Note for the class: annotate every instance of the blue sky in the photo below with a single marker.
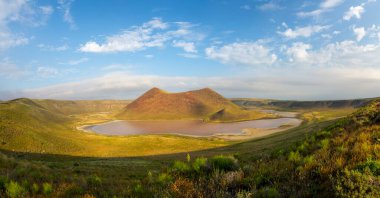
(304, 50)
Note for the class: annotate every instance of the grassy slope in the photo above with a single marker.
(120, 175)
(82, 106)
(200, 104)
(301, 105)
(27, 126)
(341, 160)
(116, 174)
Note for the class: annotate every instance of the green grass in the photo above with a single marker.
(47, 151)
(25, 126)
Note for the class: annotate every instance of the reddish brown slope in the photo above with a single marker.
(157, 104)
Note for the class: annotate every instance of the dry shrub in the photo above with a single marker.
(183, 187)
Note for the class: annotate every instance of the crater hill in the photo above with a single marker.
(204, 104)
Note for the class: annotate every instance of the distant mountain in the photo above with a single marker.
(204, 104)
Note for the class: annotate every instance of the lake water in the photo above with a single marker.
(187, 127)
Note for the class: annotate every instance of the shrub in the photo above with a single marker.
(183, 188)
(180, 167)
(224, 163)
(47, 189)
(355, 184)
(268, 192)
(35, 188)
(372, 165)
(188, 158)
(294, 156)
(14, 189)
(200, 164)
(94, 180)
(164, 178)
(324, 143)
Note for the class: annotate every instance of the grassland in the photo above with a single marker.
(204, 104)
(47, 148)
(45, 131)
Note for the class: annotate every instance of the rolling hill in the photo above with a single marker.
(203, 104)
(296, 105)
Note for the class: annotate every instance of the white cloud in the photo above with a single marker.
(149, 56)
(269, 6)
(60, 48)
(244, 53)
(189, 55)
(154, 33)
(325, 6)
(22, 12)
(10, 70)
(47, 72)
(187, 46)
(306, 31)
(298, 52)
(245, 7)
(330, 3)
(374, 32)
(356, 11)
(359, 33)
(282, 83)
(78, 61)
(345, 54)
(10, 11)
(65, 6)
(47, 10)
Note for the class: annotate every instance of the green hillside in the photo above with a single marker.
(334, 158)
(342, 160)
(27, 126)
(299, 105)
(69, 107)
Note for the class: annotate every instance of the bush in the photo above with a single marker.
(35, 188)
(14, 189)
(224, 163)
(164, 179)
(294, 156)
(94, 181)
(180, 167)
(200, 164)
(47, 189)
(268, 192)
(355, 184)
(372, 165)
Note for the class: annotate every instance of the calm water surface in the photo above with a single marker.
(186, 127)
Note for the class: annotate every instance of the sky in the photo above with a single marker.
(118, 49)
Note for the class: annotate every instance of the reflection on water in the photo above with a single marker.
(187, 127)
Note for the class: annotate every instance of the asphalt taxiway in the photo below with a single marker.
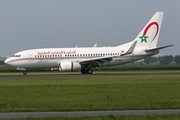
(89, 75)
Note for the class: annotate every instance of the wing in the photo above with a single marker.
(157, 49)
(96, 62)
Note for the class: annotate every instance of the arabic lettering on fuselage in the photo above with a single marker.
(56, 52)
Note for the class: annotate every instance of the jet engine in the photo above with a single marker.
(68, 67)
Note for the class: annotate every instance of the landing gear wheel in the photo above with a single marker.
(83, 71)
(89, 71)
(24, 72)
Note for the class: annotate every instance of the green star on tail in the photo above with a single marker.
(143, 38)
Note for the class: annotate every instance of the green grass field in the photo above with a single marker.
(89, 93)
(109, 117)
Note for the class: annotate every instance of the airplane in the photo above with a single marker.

━━━━━━━━━━━━━━━━

Short exercise: Return the rows above without any changes, from the line that contains "Note for the class: annotate every instance of the wing" through the last line of the rows, both ends included.

Full output:
Note for the class: annotate every instance of the wing in the photo above with a single marker.
(157, 49)
(96, 62)
Note for the class: annotate every instance of the arabic lettering on fuselage in the photo above with a single marker.
(56, 52)
Note for the class: annotate every instance of the jet engine in the photo above with a single marker.
(68, 67)
Note for the class: annotate every instance of the landing gear wheel in the photo above with a single marker.
(83, 71)
(89, 71)
(24, 72)
Note for the class: annotate every instance of the green star on tail in the photo above with a single marker.
(143, 38)
Note for the class: annotate every instance of the green grass field in the photo above with a single marker.
(89, 93)
(109, 117)
Note for the class: annotate every instance of the airplane in the photo above with a single marker.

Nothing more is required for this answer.